**Quoted passage:**

On average, the speedups achieved by MIKPOLY, MIKPOLY-WAVE, and MIKPOLY-PIPE over MIKPOLY-ORACLE are 0.96×, 0.81×, and 0.72×, respectively. For reference, CUTLASS exhibits an average speedup of 0.45×.

MIKPOLY-WAVE produces large-sized micro-kernels that focus on minimizing the number of waves, while MIKPOLY-PIPE generates small-sized micro-kernels that focus on maximising the performance of a pipelined task. MIKPOLY takes both factors into consideration, outperforming CUTLASS (which lacks the guidance of a cost model).

MIKPOLY-ORACLE, utilizing an oracle cost model, achieves the best performance. However, its search process is excessively time-consuming, making it impractical for realworld applications. Specifically, for a given shape, MIKPOLY-ORACLE takes about 1.6 seconds to find the best polymerization solution, whereas MIKPOLY accomplishes the same task in just about 2 microseconds on average. Remarkably, despite this significant reduction in search time, MIKPOLY delivers nearly identical high-performing programs as MIKPOLY-ORACLE, showcasing the effectiveness of our cost model.

#### 5.4 Hyperparameter Analysis

We conducted sensitivity tests on MIKPOLX's hyperparameters,  $n_{gen}$ ,  $n_{syn}$ , and  $n_{mik}$ , as outlined in Section 5.1, with results in Figure 13. Each hyperparameter's value range is on the x-axis, and MIKPOLX's average operator speedups over cuBLAS are on the y-axis. These experimental results highlight a balance between operator performance and polymerization cost, showing performance enhancement up to a saturation point with increasing hyperparameter values. As a result, we set  $n_{gen} = 32$ ,  $n_{syn} = 12$ , and  $n_{mik} = 40$ , as indicated by stars in Figure 13.



Figure 13. Hyperparameters analysis in MIKPOLY.



**Figure 14.** Two tensor programs generated by MIKPOLY for GEMM on GPUs and NPUs using two different polymerization schemes.

(Referring expression data)
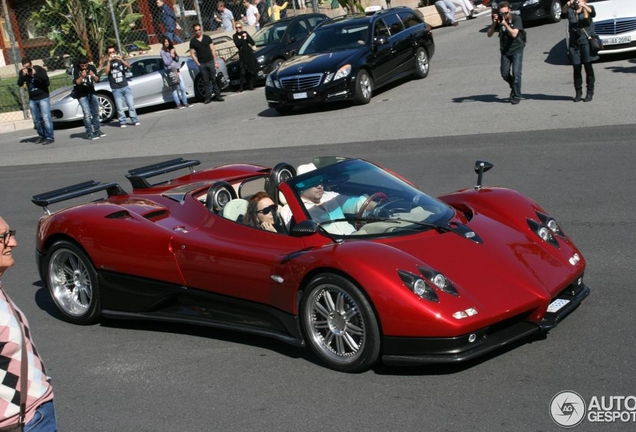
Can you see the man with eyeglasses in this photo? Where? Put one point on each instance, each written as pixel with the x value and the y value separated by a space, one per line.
pixel 84 77
pixel 511 44
pixel 115 67
pixel 204 55
pixel 37 412
pixel 37 82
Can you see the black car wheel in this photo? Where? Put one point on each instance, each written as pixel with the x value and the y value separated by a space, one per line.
pixel 364 87
pixel 72 282
pixel 107 107
pixel 340 324
pixel 421 63
pixel 555 11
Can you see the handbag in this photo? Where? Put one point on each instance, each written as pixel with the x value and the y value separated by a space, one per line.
pixel 172 77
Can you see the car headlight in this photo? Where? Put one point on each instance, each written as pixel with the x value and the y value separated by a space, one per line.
pixel 418 286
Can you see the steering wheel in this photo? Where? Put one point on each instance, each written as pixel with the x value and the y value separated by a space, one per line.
pixel 379 196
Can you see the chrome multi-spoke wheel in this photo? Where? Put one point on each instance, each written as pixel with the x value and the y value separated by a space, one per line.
pixel 72 282
pixel 340 324
pixel 364 87
pixel 422 64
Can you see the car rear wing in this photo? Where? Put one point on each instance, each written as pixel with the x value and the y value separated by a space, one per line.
pixel 138 176
pixel 77 190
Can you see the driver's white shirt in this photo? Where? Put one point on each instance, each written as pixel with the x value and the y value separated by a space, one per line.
pixel 332 206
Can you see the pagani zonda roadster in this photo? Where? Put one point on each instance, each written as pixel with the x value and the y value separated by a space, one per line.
pixel 412 280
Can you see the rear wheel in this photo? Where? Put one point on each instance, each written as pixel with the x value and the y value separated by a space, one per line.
pixel 340 324
pixel 555 11
pixel 72 282
pixel 421 63
pixel 364 87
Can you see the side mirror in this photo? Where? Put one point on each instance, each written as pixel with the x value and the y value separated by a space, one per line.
pixel 480 168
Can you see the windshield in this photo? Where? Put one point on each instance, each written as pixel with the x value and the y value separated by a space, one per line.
pixel 270 34
pixel 355 197
pixel 328 38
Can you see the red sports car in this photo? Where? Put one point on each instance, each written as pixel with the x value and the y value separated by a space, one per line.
pixel 364 267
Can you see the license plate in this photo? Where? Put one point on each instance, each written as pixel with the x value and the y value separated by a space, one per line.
pixel 617 41
pixel 556 305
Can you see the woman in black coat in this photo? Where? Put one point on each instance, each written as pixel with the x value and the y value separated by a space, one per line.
pixel 247 61
pixel 580 25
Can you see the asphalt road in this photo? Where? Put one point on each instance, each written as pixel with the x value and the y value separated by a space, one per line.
pixel 576 160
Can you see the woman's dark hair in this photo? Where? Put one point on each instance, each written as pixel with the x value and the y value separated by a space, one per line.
pixel 170 46
pixel 252 206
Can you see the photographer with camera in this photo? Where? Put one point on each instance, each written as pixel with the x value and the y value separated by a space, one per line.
pixel 37 82
pixel 511 45
pixel 580 29
pixel 115 67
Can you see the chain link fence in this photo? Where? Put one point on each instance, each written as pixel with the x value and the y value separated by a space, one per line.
pixel 53 33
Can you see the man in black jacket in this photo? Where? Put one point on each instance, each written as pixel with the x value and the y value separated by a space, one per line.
pixel 37 81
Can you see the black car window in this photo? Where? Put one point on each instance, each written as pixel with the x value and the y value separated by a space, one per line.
pixel 298 31
pixel 314 21
pixel 394 23
pixel 409 19
pixel 381 30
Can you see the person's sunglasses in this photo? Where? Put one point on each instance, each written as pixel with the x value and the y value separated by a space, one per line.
pixel 267 210
pixel 6 237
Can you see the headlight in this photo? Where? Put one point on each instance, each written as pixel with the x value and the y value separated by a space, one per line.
pixel 418 286
pixel 343 72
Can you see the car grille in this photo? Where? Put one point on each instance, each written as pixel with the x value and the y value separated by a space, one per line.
pixel 615 27
pixel 300 82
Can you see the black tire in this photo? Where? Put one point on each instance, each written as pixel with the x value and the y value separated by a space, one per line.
pixel 364 87
pixel 72 281
pixel 339 324
pixel 107 108
pixel 422 63
pixel 284 109
pixel 555 11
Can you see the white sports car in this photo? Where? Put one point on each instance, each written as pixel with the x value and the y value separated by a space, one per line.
pixel 615 23
pixel 146 79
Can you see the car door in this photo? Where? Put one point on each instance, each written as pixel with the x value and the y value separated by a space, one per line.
pixel 229 258
pixel 147 83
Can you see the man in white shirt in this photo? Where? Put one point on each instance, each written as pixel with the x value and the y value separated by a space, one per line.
pixel 251 13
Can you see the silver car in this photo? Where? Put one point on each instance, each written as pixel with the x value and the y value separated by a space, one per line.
pixel 145 78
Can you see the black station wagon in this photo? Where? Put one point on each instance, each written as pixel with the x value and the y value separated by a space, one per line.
pixel 348 57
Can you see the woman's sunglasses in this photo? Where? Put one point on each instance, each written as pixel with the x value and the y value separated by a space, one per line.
pixel 267 210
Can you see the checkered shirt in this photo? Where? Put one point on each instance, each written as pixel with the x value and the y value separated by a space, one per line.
pixel 39 389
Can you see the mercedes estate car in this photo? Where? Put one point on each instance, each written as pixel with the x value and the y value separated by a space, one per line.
pixel 347 58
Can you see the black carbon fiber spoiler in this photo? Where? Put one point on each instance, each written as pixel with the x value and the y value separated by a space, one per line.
pixel 77 190
pixel 138 176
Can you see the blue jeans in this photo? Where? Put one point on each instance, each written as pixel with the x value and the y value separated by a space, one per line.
pixel 44 419
pixel 173 37
pixel 41 113
pixel 122 95
pixel 180 88
pixel 511 65
pixel 90 107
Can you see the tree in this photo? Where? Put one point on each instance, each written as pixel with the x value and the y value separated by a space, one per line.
pixel 86 26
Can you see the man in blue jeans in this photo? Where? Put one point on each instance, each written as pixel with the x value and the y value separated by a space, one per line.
pixel 511 44
pixel 84 77
pixel 115 67
pixel 37 81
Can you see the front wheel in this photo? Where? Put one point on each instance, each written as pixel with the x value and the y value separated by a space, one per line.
pixel 72 282
pixel 555 11
pixel 340 324
pixel 364 87
pixel 422 65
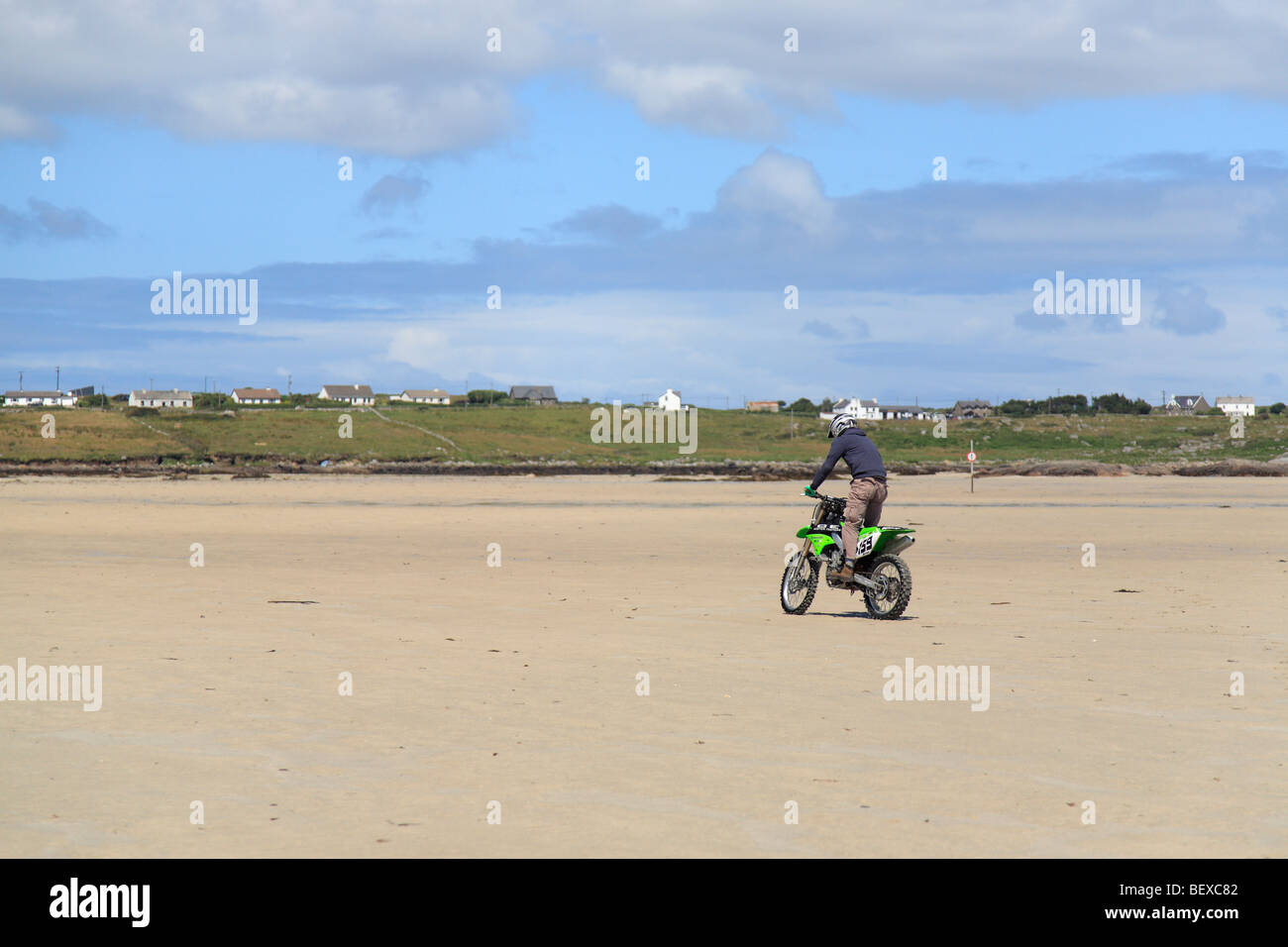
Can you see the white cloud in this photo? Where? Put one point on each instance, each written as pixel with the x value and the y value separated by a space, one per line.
pixel 402 80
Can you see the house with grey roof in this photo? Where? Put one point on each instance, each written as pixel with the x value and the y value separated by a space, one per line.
pixel 1186 405
pixel 971 407
pixel 40 398
pixel 1236 405
pixel 352 394
pixel 257 395
pixel 535 394
pixel 171 398
pixel 423 395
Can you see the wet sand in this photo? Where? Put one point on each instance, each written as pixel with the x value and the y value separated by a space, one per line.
pixel 518 684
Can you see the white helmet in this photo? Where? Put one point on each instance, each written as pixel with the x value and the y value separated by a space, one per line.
pixel 838 424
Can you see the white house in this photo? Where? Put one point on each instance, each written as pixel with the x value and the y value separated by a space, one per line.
pixel 1239 405
pixel 46 398
pixel 902 412
pixel 171 398
pixel 257 395
pixel 1186 405
pixel 424 395
pixel 353 394
pixel 855 407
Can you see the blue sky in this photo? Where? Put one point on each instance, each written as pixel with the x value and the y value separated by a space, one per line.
pixel 767 169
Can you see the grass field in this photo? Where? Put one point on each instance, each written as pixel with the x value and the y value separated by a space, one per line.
pixel 527 434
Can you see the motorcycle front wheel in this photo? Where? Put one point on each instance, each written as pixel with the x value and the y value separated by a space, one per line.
pixel 800 581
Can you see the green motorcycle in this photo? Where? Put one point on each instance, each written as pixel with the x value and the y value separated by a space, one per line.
pixel 879 571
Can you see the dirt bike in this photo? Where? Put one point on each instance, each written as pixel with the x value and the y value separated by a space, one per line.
pixel 879 573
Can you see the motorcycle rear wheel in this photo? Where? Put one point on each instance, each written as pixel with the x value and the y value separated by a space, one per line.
pixel 896 586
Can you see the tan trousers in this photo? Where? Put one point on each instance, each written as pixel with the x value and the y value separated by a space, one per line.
pixel 862 508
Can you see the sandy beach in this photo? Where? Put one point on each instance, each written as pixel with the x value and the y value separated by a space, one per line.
pixel 516 684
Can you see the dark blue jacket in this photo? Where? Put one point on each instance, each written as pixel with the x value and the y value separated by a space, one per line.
pixel 861 455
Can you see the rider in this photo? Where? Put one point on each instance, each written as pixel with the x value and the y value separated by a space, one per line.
pixel 867 483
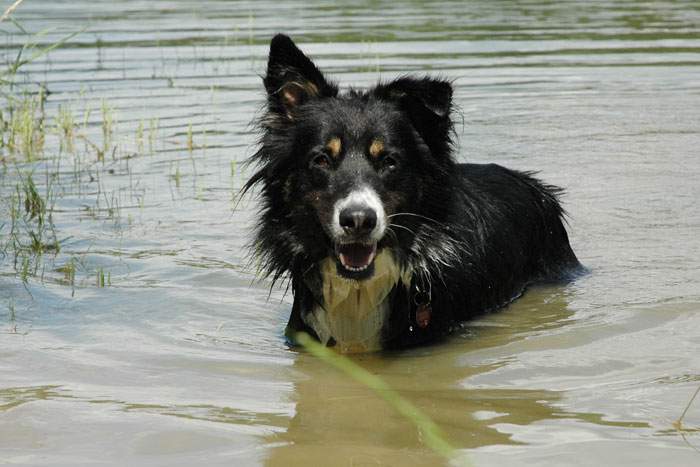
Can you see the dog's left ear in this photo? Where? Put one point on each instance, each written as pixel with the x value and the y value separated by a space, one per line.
pixel 292 78
pixel 428 103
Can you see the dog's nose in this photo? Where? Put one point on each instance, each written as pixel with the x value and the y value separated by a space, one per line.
pixel 358 219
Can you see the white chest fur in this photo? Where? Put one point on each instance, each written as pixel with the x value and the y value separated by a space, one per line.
pixel 354 312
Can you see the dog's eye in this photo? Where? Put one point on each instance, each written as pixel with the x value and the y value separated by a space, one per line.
pixel 388 163
pixel 321 160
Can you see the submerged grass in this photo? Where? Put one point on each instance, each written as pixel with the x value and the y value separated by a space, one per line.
pixel 432 435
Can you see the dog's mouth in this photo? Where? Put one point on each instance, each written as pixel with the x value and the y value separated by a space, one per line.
pixel 357 257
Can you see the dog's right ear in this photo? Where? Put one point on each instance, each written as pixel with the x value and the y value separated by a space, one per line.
pixel 292 79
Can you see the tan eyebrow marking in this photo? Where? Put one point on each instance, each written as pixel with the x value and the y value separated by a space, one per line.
pixel 334 146
pixel 376 148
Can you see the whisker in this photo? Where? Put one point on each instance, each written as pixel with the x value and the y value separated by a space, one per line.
pixel 413 214
pixel 402 227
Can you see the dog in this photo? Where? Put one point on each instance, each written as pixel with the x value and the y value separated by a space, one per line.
pixel 388 242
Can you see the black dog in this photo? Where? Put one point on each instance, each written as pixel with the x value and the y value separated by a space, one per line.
pixel 388 241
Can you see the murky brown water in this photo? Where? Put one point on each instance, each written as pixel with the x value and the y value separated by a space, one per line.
pixel 180 360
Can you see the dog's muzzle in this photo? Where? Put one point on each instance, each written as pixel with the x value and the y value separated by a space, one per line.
pixel 359 223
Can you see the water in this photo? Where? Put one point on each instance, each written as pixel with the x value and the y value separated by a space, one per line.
pixel 179 359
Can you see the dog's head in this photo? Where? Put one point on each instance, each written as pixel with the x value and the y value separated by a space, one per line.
pixel 347 174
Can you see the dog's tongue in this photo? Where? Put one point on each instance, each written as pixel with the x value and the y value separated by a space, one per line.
pixel 356 255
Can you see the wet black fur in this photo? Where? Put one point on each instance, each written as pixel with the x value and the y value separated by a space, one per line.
pixel 475 235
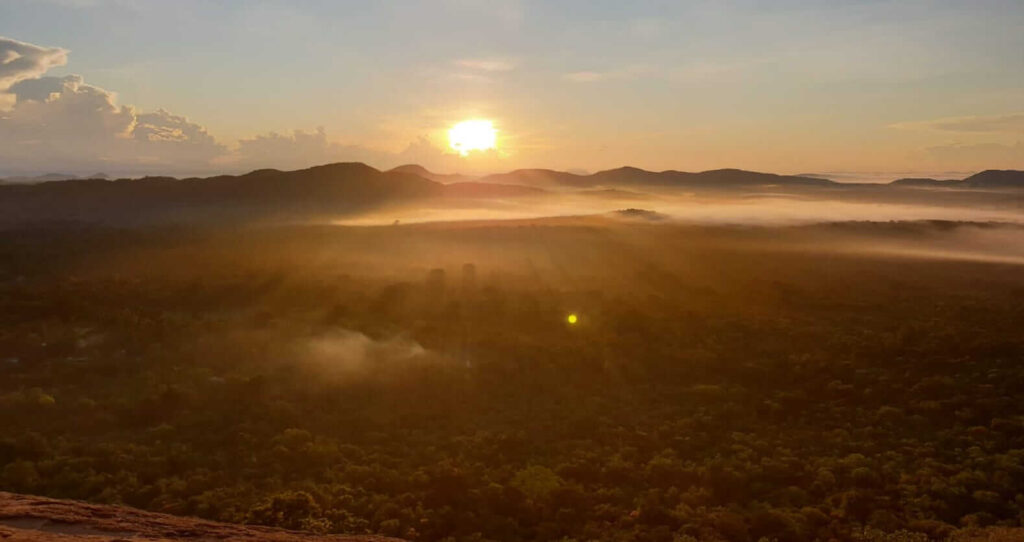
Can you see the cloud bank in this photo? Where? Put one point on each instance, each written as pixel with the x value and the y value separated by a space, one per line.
pixel 65 124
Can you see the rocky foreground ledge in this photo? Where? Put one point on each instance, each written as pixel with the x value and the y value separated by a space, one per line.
pixel 27 518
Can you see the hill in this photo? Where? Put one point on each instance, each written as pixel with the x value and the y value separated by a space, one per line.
pixel 443 178
pixel 329 190
pixel 631 177
pixel 991 178
pixel 25 518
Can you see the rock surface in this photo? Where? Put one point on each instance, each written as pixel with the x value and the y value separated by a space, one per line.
pixel 27 518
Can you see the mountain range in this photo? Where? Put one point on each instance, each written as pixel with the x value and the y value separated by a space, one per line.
pixel 349 188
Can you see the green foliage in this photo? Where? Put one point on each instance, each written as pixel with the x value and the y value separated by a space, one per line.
pixel 811 399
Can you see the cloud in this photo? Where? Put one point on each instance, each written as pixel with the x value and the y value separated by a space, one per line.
pixel 62 123
pixel 297 150
pixel 19 60
pixel 487 65
pixel 630 72
pixel 980 156
pixel 1010 123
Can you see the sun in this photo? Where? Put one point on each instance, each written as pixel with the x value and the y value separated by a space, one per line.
pixel 476 134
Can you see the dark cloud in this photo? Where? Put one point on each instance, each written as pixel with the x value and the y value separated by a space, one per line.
pixel 62 123
pixel 19 60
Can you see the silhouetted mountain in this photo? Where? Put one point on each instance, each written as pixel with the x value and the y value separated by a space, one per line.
pixel 330 190
pixel 631 177
pixel 51 176
pixel 996 178
pixel 545 178
pixel 444 178
pixel 991 178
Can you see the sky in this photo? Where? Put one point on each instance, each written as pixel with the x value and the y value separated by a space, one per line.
pixel 866 88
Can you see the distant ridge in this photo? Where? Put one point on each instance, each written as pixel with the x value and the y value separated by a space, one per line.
pixel 345 189
pixel 631 177
pixel 443 178
pixel 990 178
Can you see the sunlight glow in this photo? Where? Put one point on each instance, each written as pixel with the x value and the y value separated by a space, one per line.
pixel 471 135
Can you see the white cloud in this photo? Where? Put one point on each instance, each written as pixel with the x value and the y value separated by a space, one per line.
pixel 61 123
pixel 19 60
pixel 487 65
pixel 979 156
pixel 1010 123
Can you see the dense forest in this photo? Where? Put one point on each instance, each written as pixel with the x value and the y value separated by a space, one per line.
pixel 722 384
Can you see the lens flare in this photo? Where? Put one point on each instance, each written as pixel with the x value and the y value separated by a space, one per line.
pixel 472 135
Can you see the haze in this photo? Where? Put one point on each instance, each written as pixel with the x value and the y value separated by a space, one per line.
pixel 474 271
pixel 791 86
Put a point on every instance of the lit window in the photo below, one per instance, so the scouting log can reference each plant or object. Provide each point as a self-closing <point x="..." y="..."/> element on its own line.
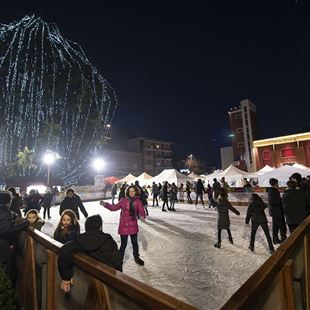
<point x="288" y="152"/>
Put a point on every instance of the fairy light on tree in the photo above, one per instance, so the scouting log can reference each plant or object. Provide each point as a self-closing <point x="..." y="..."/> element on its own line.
<point x="51" y="97"/>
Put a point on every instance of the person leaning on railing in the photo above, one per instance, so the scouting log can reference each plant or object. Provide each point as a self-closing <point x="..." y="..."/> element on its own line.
<point x="94" y="243"/>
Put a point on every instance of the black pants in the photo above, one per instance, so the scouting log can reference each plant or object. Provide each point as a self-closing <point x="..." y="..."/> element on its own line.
<point x="155" y="199"/>
<point x="201" y="198"/>
<point x="266" y="232"/>
<point x="278" y="224"/>
<point x="292" y="227"/>
<point x="134" y="242"/>
<point x="189" y="199"/>
<point x="46" y="209"/>
<point x="219" y="233"/>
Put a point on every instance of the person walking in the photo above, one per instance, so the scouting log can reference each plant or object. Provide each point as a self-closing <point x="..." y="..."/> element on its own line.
<point x="276" y="212"/>
<point x="131" y="207"/>
<point x="256" y="213"/>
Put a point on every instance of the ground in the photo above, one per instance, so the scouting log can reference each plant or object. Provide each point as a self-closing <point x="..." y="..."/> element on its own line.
<point x="179" y="255"/>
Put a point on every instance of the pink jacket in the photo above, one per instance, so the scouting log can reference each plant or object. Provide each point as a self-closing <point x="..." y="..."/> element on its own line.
<point x="128" y="225"/>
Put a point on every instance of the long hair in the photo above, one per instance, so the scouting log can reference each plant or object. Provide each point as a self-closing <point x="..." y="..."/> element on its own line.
<point x="74" y="223"/>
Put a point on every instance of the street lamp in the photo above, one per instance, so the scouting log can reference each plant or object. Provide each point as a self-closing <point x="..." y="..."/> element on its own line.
<point x="49" y="158"/>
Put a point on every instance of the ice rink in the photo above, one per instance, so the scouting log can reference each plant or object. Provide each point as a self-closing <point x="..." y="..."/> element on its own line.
<point x="179" y="255"/>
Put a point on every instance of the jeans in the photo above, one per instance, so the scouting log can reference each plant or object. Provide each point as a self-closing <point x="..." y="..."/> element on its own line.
<point x="266" y="231"/>
<point x="134" y="242"/>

**Assignment:**
Repeat the MIKPOLY passage word for word, from "We conducted sensitivity" to "stars in Figure 13.".

**Solution to this task:**
We conducted sensitivity tests on MIKPOLX's hyperparameters,  $n_{gen}$ ,  $n_{syn}$ , and  $n_{mik}$ , as outlined in Section 5.1, with results in Figure 13. Each hyperparameter's value range is on the x-axis, and MIKPOLX's average operator speedups over cuBLAS are on the y-axis. These experimental results highlight a balance between operator performance and polymerization cost, showing performance enhancement up to a saturation point with increasing hyperparameter values. As a result, we set  $n_{gen} = 32$ ,  $n_{syn} = 12$ , and  $n_{mik} = 40$ , as indicated by stars in Figure 13.